Stated task: Rescale the material from its first line through the line containing "xmin=0 ymin=347 xmax=28 ymax=404", both included, copying every line and multiplying each bounding box coordinate in the answers by 2.15, rounded to whole numbers with halves rounded up. Leave all other lines unchanged, including any sample coordinates they hold.

(Excerpts of bounding box data)
● ● ●

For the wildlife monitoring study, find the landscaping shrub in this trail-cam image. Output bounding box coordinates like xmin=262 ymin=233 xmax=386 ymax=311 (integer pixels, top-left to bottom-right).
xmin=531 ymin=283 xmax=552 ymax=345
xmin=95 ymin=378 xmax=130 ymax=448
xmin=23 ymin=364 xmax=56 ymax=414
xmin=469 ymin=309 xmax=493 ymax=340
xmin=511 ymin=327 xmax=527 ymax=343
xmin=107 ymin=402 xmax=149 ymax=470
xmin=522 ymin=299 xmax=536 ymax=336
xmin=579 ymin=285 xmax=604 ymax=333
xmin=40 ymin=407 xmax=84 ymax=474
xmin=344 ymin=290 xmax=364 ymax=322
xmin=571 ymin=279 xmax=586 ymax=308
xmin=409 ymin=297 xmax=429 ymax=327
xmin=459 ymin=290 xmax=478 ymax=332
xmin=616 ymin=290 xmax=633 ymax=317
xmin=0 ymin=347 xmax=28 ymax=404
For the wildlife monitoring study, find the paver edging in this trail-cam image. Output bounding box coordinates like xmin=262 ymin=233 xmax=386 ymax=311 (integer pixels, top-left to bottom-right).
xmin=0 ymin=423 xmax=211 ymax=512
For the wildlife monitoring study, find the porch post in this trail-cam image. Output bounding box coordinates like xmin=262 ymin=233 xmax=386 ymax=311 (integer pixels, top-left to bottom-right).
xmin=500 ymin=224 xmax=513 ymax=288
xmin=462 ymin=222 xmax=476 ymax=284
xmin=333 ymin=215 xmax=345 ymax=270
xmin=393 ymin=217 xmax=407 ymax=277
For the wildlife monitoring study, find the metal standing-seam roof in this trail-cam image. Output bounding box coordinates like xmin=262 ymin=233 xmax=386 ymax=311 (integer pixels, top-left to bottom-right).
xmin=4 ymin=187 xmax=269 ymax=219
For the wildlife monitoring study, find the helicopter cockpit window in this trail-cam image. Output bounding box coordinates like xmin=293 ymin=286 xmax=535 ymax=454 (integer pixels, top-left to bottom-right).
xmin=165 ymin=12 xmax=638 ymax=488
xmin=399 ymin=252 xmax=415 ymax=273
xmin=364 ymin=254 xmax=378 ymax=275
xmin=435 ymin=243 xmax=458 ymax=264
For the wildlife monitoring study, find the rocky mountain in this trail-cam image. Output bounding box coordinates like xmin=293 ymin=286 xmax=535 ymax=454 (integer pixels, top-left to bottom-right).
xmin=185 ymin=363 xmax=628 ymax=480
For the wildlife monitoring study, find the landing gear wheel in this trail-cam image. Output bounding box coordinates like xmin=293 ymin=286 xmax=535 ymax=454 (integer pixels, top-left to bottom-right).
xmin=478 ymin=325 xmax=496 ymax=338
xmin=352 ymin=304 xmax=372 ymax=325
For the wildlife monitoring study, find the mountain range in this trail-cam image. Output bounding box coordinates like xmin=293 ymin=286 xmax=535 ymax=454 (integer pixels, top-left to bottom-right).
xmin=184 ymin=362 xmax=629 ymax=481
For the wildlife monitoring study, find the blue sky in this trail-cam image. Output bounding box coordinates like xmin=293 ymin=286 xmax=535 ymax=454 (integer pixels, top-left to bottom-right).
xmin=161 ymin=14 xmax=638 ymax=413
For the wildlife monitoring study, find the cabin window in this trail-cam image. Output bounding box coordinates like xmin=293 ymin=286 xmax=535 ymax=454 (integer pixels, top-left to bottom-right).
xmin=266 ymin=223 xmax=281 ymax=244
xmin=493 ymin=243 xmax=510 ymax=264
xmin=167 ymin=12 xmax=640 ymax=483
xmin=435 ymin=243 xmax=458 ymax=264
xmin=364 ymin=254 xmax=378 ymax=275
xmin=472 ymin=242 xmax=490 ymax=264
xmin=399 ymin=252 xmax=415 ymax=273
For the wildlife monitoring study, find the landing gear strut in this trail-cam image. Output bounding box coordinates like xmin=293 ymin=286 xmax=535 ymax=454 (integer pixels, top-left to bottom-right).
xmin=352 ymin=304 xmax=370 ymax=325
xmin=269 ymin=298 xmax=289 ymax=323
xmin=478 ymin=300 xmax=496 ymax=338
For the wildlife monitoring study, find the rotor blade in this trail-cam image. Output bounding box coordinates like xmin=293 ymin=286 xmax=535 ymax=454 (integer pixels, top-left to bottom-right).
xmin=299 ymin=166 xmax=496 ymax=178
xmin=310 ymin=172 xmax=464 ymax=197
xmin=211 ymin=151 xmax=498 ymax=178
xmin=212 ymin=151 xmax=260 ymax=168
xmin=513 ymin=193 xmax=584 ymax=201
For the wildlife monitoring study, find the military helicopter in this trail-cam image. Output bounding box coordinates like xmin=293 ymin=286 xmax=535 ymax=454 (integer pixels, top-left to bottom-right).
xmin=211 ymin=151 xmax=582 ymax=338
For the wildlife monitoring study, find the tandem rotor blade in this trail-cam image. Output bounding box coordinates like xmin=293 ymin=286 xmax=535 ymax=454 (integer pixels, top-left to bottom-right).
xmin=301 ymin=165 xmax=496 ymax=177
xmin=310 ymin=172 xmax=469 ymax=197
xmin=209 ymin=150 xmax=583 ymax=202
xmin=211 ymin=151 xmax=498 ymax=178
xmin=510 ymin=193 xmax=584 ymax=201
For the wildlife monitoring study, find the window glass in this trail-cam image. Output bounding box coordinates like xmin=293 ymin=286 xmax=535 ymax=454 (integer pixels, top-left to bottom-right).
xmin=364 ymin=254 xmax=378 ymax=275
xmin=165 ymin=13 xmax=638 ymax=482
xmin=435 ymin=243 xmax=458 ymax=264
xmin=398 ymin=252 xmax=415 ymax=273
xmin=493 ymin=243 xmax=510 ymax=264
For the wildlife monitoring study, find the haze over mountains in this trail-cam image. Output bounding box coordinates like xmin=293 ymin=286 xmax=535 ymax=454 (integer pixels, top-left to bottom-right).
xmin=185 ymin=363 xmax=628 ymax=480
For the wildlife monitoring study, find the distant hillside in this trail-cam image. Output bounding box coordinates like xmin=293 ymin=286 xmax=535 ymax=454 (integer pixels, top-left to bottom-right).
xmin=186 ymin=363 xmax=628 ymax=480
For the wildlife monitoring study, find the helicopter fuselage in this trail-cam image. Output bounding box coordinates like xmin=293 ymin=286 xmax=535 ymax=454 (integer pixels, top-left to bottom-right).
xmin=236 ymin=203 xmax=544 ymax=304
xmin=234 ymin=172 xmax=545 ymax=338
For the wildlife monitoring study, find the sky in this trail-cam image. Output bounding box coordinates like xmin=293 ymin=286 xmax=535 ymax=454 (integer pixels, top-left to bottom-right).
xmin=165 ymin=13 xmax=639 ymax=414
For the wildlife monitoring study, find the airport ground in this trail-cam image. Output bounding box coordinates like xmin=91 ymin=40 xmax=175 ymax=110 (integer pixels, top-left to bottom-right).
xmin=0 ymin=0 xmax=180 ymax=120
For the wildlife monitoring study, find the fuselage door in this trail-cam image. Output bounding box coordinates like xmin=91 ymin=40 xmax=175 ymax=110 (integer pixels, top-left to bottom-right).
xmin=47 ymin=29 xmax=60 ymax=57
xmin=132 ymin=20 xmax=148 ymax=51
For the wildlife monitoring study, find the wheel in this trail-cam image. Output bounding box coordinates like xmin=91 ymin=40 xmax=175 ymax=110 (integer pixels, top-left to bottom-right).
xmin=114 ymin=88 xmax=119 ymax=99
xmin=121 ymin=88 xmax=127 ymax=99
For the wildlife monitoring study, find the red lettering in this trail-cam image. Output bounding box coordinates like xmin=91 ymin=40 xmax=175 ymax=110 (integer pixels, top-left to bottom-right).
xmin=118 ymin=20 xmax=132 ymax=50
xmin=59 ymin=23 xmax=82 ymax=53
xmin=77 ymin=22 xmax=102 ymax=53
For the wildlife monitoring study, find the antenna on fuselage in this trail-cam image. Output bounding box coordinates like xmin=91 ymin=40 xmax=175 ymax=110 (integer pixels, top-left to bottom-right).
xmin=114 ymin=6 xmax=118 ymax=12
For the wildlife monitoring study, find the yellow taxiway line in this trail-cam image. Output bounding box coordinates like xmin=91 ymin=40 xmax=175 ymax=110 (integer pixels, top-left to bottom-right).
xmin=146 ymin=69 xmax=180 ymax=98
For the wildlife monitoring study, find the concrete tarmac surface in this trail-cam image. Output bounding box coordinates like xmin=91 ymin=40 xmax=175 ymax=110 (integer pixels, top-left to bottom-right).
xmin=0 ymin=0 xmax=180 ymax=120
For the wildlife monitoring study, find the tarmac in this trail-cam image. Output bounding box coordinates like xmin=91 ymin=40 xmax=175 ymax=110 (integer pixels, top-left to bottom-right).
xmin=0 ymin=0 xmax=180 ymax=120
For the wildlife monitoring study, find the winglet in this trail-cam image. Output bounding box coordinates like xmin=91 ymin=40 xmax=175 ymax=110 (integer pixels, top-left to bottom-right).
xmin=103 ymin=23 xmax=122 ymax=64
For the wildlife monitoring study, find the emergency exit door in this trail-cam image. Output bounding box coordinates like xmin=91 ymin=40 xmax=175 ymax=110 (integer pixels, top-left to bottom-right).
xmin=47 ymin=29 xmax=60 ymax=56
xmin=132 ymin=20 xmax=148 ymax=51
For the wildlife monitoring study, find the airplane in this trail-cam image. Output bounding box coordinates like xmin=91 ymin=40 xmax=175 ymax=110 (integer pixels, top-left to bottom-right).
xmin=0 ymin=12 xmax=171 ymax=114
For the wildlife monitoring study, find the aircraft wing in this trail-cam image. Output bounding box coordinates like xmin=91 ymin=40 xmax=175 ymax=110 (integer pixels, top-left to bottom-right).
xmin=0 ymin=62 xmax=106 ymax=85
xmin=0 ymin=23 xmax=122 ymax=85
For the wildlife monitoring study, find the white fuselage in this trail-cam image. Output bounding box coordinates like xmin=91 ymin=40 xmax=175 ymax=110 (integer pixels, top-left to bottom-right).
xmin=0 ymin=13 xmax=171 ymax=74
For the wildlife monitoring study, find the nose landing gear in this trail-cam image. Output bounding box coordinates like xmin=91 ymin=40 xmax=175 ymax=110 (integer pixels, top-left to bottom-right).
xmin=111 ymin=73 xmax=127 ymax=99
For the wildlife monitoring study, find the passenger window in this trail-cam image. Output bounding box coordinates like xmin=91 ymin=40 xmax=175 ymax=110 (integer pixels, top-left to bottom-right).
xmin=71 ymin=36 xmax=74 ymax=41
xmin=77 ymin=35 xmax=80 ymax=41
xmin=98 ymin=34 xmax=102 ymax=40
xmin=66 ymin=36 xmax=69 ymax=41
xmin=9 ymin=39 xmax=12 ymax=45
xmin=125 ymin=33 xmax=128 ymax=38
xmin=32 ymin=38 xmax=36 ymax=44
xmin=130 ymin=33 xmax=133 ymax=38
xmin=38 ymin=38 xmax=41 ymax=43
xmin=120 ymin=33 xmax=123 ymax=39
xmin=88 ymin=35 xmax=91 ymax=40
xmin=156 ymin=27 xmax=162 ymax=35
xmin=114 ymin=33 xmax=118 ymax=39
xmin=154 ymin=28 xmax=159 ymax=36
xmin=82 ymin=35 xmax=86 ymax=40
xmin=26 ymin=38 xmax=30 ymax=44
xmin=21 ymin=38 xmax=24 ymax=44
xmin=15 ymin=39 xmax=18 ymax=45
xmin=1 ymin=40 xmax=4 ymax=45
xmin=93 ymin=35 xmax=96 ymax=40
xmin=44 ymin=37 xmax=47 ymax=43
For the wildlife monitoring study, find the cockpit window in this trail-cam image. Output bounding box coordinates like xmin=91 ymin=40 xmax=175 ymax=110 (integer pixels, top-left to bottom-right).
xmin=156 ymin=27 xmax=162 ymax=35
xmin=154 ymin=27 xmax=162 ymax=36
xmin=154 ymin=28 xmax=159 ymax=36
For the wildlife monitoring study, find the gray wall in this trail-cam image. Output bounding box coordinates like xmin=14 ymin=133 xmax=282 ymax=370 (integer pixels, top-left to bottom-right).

● ● ●

Solution below:
For the wildlife monitoring study, find the landscaping shrub in this trail-cam image. Output bounding box coordinates like xmin=262 ymin=233 xmax=386 ymax=311 (integer pixels, top-left to bottom-right).
xmin=1142 ymin=608 xmax=1187 ymax=742
xmin=204 ymin=813 xmax=280 ymax=963
xmin=49 ymin=783 xmax=120 ymax=890
xmin=1008 ymin=664 xmax=1060 ymax=731
xmin=1099 ymin=703 xmax=1133 ymax=737
xmin=230 ymin=864 xmax=320 ymax=1011
xmin=1122 ymin=643 xmax=1152 ymax=722
xmin=1245 ymin=613 xmax=1299 ymax=716
xmin=86 ymin=875 xmax=181 ymax=1019
xmin=740 ymin=624 xmax=783 ymax=692
xmin=1228 ymin=600 xmax=1260 ymax=662
xmin=879 ymin=639 xmax=922 ymax=703
xmin=987 ymin=624 xmax=1028 ymax=714
xmin=1324 ymin=624 xmax=1361 ymax=682
xmin=0 ymin=746 xmax=60 ymax=869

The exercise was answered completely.